-- START Quoted passage --
(b) a cause of action for contribution to which section 26 applies.
…"
21 Ms Stanton is not claiming contribution nor does her claim relate to compensation to relatives. Hence s 14(2) is not applicable.
22 Section 74 of the Limitation Act refers to set off and reads:
"74 Set off etc
(1) Where, in an action (in this section called the principal action, a claim is made by way of set off, counterclaim or cross action, the claim, for the purposes of this Act:
(a) is a separate action, and
(b) is, as against a person against whom the claim is made, brought on the only or earlier of such of the following dates as are applicable:
(i) the date on which the person becomes a party to the principal action, and
(ii) the date on which the person becomes a party to the claim.
(2) This section extends to a claim by way of set off made by a defendant under the Civil Procedure Act 2005, even if one or more of the debts giving rise to the set off became due and payable after the date on which the defendant became a party to the principal action, so long as at least one of those debts became due and payable on or before that date."
23 In Nelson v Wyong Shire Council (1989) 68 LGRA 164 Giles J explained at 168-169 that s 74 deals with three situations. They are:
"In the first situation where the defendant cross-claims (to use the present term) against the plaintiff, a counter-claim is put in the same position as a set-off in that lapse of time will not bar the counter claim unless the relevant period expired prior to the plaintiff bringing the proceedings against the defendant. In the second situation where the defendant cross-claims against someone not already a party to the proceedings, and who becomes a party to the proceedings when he becomes 'a party to the claim', that is, joined as cross-defendant to the cross-claim, time runs in favour of that cross-defendant until he is so joined. In these two situations apparently it was felt right that by bringing the proceedings the plaintiff should be taken to have stopped time running in his favour for any proper cross-claim back against him by the defendant, but not right that by bringing the proceedings within which the cross-claim might be brought the plaintiff should also stop time running in favour of potential third parties. The third situation of a cross claim by the defendant against a co-defendant, that is someone already a party to the proceedings but not the plaintiff, is treated in the same manner as the first situation, so that the plaintiff by bringing the proceedings also stops the time within which the cross-claim must be brought running in favour of the co-defendant."
24 In O'Neill v Forster [2004] NSWSC 906; (2004) 61 NSWLR 499, Campbell JA (at [48], [53] and [54]) stated:
"[48] Section 18A(2) of the Limitation Act 1969 has the effect that an action for trespass to the person: "is not maintainable if brought after the expiration of a limitation period of three years running from the date on which the cause of action first accrues to the plaintiff or to a person through whom the plaintiff claims."
If the cause of action is one which a plaintiff relies upon, an action on that cause of action is " brought " when the plaintiff commences proceedings which allege that cause of action. But when is a cross-claim " brought " ?
-- END Quoted passage --
-- START Data lines --
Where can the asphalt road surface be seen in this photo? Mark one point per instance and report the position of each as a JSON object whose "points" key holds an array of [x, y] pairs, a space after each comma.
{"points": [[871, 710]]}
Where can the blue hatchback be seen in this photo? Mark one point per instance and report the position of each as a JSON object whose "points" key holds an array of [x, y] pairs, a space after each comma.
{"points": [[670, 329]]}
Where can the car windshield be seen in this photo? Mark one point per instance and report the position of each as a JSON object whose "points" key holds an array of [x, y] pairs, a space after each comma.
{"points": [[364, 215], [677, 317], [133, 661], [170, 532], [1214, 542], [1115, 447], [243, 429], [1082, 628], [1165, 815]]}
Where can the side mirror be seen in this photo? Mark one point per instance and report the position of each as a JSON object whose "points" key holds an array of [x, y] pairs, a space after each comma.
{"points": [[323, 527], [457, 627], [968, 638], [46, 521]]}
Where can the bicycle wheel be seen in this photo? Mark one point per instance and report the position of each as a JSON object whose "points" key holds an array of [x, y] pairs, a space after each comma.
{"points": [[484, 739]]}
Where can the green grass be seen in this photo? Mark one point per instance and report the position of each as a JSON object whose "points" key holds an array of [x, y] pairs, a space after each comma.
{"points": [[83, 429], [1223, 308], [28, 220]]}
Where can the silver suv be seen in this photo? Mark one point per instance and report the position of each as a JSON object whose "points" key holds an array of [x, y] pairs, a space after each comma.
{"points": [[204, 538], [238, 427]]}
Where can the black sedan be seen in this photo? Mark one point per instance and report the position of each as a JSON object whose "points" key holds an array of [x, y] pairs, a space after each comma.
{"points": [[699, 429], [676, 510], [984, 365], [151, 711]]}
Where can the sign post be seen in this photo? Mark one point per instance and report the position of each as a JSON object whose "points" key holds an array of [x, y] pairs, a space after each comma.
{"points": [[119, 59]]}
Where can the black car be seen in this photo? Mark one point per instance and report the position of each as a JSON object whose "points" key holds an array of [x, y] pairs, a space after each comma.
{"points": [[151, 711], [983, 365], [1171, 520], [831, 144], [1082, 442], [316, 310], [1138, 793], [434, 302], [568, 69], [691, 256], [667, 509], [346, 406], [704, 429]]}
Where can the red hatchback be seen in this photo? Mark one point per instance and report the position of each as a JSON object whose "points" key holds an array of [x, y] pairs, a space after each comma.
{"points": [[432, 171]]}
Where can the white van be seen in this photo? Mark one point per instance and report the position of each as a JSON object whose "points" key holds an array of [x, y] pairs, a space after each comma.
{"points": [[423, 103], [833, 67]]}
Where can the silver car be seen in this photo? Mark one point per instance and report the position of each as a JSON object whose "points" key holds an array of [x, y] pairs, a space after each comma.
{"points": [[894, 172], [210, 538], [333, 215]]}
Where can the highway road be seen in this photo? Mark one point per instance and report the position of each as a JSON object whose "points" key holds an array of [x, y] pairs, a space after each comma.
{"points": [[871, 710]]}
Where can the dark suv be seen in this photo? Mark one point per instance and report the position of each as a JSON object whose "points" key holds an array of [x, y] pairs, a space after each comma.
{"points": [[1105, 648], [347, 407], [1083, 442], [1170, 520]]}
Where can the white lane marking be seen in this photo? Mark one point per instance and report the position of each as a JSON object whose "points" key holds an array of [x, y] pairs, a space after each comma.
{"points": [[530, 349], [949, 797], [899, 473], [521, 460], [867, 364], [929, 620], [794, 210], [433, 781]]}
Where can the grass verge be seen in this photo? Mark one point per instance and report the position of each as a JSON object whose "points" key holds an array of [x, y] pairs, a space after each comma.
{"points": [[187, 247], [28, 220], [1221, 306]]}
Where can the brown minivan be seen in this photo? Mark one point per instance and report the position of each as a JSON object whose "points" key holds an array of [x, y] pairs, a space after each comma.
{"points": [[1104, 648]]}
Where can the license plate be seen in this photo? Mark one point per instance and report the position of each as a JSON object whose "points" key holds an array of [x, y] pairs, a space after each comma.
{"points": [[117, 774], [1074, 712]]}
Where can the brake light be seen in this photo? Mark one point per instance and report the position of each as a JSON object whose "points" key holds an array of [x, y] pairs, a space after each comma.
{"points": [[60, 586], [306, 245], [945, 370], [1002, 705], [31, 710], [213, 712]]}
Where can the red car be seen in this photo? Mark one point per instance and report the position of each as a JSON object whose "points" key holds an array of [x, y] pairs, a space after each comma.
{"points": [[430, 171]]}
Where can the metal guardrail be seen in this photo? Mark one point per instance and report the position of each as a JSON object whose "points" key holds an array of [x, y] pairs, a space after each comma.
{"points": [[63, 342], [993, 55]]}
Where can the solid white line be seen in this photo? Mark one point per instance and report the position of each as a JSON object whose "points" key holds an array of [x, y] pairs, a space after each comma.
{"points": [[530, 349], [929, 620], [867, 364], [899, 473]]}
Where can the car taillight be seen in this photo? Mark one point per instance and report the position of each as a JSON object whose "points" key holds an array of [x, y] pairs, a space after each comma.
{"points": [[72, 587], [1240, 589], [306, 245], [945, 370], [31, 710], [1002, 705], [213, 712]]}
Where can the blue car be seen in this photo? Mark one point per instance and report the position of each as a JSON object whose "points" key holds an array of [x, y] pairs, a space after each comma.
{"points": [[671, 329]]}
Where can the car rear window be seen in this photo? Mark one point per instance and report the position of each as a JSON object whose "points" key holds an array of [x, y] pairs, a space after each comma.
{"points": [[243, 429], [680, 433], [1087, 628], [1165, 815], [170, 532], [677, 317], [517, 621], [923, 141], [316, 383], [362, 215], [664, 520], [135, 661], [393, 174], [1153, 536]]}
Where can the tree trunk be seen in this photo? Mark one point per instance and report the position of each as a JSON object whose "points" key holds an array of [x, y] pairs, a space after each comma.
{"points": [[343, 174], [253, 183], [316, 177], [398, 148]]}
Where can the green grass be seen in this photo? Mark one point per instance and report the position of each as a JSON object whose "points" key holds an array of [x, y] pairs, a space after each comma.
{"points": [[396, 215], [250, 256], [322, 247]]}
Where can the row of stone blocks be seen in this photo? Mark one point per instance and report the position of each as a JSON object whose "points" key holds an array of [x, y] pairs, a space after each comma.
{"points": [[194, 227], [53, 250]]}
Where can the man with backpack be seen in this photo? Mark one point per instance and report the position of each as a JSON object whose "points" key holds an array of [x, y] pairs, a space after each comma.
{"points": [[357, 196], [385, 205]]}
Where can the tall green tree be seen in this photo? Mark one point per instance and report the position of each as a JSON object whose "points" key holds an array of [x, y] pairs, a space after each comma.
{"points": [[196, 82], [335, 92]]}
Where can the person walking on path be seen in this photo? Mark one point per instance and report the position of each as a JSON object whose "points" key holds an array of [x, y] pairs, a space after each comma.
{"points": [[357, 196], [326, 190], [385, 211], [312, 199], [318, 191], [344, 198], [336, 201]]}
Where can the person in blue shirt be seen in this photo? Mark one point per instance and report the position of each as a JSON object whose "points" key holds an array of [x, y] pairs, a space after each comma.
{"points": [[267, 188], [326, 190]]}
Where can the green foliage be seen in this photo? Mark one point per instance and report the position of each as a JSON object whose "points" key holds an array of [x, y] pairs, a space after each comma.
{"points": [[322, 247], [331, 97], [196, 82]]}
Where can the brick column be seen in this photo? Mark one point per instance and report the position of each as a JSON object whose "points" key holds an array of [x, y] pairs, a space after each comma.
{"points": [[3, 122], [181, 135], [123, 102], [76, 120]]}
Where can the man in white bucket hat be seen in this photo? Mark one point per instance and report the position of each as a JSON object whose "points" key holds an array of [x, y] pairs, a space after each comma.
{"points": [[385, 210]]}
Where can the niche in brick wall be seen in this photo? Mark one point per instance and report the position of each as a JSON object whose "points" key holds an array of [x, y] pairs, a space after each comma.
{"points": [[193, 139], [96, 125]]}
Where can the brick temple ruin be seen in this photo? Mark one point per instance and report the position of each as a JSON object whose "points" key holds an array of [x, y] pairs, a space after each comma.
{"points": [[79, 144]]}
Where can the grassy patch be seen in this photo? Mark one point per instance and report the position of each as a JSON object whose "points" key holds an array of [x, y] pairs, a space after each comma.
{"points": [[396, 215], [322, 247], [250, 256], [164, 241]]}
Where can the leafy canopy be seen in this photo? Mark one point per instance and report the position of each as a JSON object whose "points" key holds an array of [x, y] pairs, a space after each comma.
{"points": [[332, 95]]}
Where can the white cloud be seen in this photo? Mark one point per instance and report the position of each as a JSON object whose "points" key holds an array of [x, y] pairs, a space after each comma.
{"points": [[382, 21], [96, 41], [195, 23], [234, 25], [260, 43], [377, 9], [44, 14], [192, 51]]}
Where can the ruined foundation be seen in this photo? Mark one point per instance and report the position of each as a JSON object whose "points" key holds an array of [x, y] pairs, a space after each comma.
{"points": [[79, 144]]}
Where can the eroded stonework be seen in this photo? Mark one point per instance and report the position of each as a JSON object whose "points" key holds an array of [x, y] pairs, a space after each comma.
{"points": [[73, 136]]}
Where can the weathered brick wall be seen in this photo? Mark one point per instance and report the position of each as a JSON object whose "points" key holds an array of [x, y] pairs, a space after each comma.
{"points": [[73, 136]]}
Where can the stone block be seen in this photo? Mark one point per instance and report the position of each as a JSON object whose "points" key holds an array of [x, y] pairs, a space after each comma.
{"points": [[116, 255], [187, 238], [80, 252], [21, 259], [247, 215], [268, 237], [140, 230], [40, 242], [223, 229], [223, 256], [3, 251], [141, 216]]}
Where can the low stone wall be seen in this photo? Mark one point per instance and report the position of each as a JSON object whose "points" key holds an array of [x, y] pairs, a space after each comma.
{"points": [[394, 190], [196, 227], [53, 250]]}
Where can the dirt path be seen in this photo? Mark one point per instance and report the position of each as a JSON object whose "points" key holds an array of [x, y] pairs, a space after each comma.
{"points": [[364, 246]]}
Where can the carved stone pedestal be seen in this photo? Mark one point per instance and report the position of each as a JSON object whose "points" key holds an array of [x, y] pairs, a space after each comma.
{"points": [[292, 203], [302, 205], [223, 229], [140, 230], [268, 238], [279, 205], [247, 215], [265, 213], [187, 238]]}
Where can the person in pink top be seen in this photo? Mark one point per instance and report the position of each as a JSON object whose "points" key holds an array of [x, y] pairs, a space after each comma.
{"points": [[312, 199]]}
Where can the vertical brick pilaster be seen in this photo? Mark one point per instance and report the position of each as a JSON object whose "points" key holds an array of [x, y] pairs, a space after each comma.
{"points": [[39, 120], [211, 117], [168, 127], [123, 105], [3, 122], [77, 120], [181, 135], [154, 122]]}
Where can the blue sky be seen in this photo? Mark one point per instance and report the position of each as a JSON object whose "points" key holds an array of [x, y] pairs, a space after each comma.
-- END Data lines --
## Exercise requirements
A. List the forms of claim that section 74(1) names as being made in the principal action, according to the judgment extract on the Limitation Act.
B. Extend the judgment extract on the Limitation Act, starting after its final sentence.
These entries come from a separate source.

## Results in order
A. Set off, counterclaim, cross action

B.
[53] Thus, where, as in the present case, the cause of action is asserted by way of a cross-claim, s 74 of the Limitation Act 1969 imposes a different test to that of the pre-1969 New South Wales law for when the action is treated as being " brought " . Section 74 provides:
"Where, in an action (in this section called the principal action ), a claim is made by way of set off, counterclaim or cross action, the claim, for the purposes of this Act:
(a) is a separate action, and
(b) is, as against a person against whom the claim is made, brought on the only or earlier of such of the following dates as are applicable:
(i) the date on which the person becomes a party to the principal action, and
(ii) the date on which the person becomes a party to the claim."
As Giles J explained in Nelson v Wyong Shire Council (1989) 68 LGRA 164 at 169, s 74 can involve a " relation back " of the limitation period for which it provides.
[54] Applying s 74 of the Limitation Act 1969 to the facts of the present case, the claim of trespass to the person made in the cross-claim is treated, pursuant to s 74(a), as a separate action. That claim is brought against the plaintiff. The plaintiff became a party to the principal action on the date he commenced it, namely 9 August 2002. He became a party to the c laim (of trespass to the person) on the date that the cross-claim was filed, namely 22 January 2004. The earlier of those dates is 9 August 2002. Thus, pursuant to s 74(b), the claim of trespass to the person is " brought " on the earlier of those dates, namely 9 August 2002. Being " brought " on that day, it is within the three-year limitation period from the date when the cause of action first accrued to the cross-claimant. Thus, it is brought within time."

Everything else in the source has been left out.